> _WHAT YOU WILL DO_:
(a) In the passage on large dams, how many submissions did the commission receive while developing its report?
(b) Rewrite the passage on large dams from "In developing the" up to and including "for all people.", substituting "topical studies" for "thematic reviews".
(c) Pick up the passage on large dams at its final sentence and carry it forward.

> _DOCUMENT SEGMENT_:
(begin)

But the last fifty years have also highlighted the performance and the social and environmental impacts of large dams. They have fragmented and transformed the worlds rivers, while global estimates suggest that 40 million to 80 million people have been displaced by reservoirs. Dams have become one of the most hotly contested issues in sustainable development today. The report is the culmination of an unprecedented global public policy process over a two-year period to provide consensus to what had become an increasingly bitter and divisive debate.
In developing the report, the WCS, made up of twelve very diverse commissioners from all sides of the debate, from engineering company executives to anti-dam activists, received 947 submissions and conducted detailed reviews of eight large dams and country reviews in India and China. A survey of 125 large dams was also undertaken, along with 17 thematic reviews on social, environmental and economic issues, alternatives to dams, and governance and institutional processes. On the day of the launch, UN High Commissioner for Human Rights Mary Robinson spoke of the great service the WCD has done for the international community through the compilation of closely argued analysis and concrete recommendations (providing) us all with a road map for moving forward in our shared responsibility to make all human rights a reality for all people.

(end)

[Entries from a data source]

(begin)

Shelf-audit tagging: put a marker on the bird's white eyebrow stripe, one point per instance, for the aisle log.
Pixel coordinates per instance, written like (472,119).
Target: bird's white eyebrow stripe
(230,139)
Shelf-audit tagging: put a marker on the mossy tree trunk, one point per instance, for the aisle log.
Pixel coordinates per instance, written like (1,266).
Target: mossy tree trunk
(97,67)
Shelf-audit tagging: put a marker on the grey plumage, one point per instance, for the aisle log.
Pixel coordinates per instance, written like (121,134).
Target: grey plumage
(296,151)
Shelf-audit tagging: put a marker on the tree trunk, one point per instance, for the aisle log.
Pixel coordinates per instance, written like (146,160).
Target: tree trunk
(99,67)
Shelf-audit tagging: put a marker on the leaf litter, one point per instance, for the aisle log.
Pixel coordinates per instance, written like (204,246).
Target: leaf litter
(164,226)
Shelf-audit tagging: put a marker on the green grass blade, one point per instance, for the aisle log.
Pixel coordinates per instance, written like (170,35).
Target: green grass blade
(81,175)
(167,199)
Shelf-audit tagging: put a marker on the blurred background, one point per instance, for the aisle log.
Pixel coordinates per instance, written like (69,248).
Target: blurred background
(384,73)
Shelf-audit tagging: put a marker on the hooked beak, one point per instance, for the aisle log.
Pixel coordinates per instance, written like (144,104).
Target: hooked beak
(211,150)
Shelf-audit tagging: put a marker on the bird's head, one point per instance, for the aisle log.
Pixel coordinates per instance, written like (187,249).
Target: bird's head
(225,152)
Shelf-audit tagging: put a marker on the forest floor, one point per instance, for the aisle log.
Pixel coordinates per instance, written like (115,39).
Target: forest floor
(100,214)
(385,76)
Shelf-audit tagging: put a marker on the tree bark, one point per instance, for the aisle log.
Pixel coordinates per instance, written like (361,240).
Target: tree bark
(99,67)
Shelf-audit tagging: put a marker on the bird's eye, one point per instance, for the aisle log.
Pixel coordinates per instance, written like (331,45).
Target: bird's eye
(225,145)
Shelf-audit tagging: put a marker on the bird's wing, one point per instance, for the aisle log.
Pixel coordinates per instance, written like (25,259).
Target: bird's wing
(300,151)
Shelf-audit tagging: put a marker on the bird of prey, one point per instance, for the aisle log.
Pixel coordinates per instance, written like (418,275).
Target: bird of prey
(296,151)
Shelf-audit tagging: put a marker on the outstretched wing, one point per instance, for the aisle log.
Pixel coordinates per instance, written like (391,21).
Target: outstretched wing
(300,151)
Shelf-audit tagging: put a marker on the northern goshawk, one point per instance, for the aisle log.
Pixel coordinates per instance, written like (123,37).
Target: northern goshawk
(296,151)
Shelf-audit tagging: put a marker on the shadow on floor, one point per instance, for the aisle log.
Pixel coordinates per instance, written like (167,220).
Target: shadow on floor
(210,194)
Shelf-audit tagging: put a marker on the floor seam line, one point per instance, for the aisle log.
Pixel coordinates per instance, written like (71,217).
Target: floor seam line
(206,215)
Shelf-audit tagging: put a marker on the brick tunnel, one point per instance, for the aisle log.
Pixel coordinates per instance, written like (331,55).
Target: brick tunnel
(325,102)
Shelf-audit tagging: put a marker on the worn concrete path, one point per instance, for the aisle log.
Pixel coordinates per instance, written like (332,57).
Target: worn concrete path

(end)

> _ANSWERS PROVIDED_:
(a) It received 947 submissions.

(b)
In developing the report, the WCS, made up of twelve very diverse commissioners from all sides of the debate, from engineering company executives to anti-dam activists, received 947 submissions and conducted detailed reviews of eight large dams and country reviews in India and China. A survey of 125 large dams was also undertaken, along with 17 topical studies on social, environmental and economic issues, alternatives to dams, and governance and institutional processes. On the day of the launch, UN High Commissioner for Human Rights Mary Robinson spoke of the great service the WCD has done for the international community through the compilation of closely argued analysis and concrete recommendations (providing) us all with a road map for moving forward in our shared responsibility to make all human rights a reality for all people.

(c)
Based on this extensive knowledge and compelling evidence, the Commission found that:
- Dams have made an important and significant contribution to human development, and the benefits derived from them have been considerable;
- Large dams have, however, demonstrated a marked tendency towards schedule delays and cost overruns, as well as often falling short of physical and economic targets, such as predicted water and electricity services;
- Large dams have led to the loss of forests and wildlife habitat and of aquatic biodiversity of upstream and downstream fisheries. The Commission found that efforts to counter the ecosystem impact of large dams had met with limited success;
- Large dams have also resulted in negative social impacts, which reflect a failure to assess and account for displaced and resettled people, as well as downstream communities. Mitigation, compensation or resettlement programmes were often inadequate.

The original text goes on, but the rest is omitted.